> **PROBLEM DESCRIPTION**
Read through the lines below for the string "vent" and copy each one that has it.

Phrase grounding data

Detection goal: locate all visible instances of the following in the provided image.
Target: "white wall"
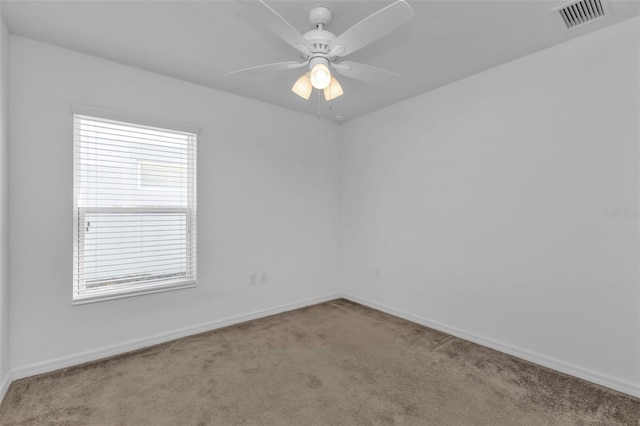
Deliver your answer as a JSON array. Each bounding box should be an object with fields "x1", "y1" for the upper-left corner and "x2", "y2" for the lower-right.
[
  {"x1": 0, "y1": 14, "x2": 10, "y2": 395},
  {"x1": 341, "y1": 16, "x2": 640, "y2": 395},
  {"x1": 9, "y1": 36, "x2": 341, "y2": 373}
]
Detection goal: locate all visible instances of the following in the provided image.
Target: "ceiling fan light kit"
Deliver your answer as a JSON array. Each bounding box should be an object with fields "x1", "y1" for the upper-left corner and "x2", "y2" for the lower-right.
[
  {"x1": 309, "y1": 57, "x2": 332, "y2": 90},
  {"x1": 324, "y1": 77, "x2": 344, "y2": 101},
  {"x1": 227, "y1": 0, "x2": 415, "y2": 107},
  {"x1": 292, "y1": 72, "x2": 313, "y2": 100}
]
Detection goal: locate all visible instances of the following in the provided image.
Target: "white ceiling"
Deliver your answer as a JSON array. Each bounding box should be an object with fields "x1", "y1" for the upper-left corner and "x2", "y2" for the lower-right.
[{"x1": 2, "y1": 0, "x2": 639, "y2": 122}]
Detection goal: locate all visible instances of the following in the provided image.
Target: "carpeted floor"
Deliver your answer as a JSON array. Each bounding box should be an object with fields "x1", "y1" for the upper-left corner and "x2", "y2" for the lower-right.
[{"x1": 1, "y1": 299, "x2": 638, "y2": 425}]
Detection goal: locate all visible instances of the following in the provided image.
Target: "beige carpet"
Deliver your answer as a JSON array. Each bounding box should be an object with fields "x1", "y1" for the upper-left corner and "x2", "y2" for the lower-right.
[{"x1": 1, "y1": 299, "x2": 638, "y2": 425}]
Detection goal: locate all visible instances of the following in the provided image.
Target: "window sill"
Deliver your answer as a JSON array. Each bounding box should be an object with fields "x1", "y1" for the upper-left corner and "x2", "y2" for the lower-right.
[{"x1": 72, "y1": 280, "x2": 196, "y2": 305}]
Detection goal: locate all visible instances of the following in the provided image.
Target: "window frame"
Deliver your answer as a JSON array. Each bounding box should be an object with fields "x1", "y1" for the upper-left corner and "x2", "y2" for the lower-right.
[{"x1": 72, "y1": 106, "x2": 199, "y2": 305}]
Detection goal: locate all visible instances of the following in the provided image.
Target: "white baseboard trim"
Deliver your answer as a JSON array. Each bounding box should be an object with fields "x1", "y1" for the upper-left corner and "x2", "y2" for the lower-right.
[
  {"x1": 340, "y1": 292, "x2": 640, "y2": 399},
  {"x1": 11, "y1": 293, "x2": 341, "y2": 381},
  {"x1": 0, "y1": 370, "x2": 12, "y2": 403}
]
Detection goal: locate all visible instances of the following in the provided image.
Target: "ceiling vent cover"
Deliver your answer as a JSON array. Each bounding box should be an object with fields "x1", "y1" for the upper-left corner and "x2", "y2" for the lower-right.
[{"x1": 557, "y1": 0, "x2": 605, "y2": 29}]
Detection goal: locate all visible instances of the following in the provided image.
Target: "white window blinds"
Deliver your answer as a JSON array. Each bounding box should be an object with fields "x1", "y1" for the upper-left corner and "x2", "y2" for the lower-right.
[{"x1": 73, "y1": 113, "x2": 197, "y2": 303}]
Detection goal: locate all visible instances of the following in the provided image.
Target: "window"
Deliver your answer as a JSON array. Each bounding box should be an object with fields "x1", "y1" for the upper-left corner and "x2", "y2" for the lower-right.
[{"x1": 73, "y1": 111, "x2": 197, "y2": 303}]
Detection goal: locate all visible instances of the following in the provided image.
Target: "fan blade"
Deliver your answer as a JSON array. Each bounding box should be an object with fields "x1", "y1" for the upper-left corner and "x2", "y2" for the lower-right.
[
  {"x1": 255, "y1": 0, "x2": 310, "y2": 52},
  {"x1": 329, "y1": 0, "x2": 414, "y2": 57},
  {"x1": 226, "y1": 61, "x2": 307, "y2": 77},
  {"x1": 332, "y1": 61, "x2": 406, "y2": 87}
]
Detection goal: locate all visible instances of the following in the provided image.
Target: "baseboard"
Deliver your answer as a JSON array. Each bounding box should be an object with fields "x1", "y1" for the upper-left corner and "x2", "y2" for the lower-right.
[
  {"x1": 0, "y1": 370, "x2": 12, "y2": 403},
  {"x1": 340, "y1": 292, "x2": 640, "y2": 399},
  {"x1": 11, "y1": 293, "x2": 341, "y2": 381}
]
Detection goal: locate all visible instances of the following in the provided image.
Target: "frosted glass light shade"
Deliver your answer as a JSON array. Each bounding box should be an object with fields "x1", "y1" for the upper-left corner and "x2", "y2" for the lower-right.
[
  {"x1": 324, "y1": 77, "x2": 344, "y2": 101},
  {"x1": 291, "y1": 73, "x2": 312, "y2": 99},
  {"x1": 310, "y1": 63, "x2": 331, "y2": 89}
]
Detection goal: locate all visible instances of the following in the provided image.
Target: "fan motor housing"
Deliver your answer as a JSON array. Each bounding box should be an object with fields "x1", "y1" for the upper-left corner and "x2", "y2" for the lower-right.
[{"x1": 303, "y1": 29, "x2": 336, "y2": 54}]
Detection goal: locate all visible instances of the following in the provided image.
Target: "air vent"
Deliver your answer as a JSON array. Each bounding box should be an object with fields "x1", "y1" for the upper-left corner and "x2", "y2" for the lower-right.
[{"x1": 557, "y1": 0, "x2": 605, "y2": 29}]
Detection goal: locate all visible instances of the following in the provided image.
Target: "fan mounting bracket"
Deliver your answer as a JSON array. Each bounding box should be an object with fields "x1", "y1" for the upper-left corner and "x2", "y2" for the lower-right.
[{"x1": 309, "y1": 7, "x2": 332, "y2": 29}]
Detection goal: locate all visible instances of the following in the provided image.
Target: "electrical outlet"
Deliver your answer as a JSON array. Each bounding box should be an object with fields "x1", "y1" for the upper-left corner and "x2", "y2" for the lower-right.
[
  {"x1": 374, "y1": 268, "x2": 380, "y2": 279},
  {"x1": 249, "y1": 273, "x2": 257, "y2": 286},
  {"x1": 260, "y1": 272, "x2": 268, "y2": 284}
]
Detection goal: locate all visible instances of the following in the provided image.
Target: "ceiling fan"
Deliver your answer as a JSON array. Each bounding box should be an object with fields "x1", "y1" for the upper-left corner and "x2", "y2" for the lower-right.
[{"x1": 226, "y1": 0, "x2": 415, "y2": 101}]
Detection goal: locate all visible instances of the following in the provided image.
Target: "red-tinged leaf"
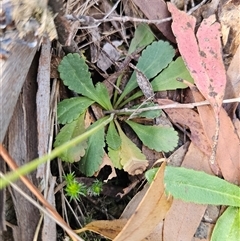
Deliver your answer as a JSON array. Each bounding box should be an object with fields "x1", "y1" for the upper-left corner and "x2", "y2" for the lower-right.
[
  {"x1": 196, "y1": 15, "x2": 226, "y2": 114},
  {"x1": 167, "y1": 3, "x2": 226, "y2": 115}
]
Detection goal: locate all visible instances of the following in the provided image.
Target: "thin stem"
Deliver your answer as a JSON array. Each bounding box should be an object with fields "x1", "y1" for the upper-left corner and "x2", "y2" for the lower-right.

> **EXPECTED ANSWER**
Target: "ceiling vent cover"
Target: "air vent"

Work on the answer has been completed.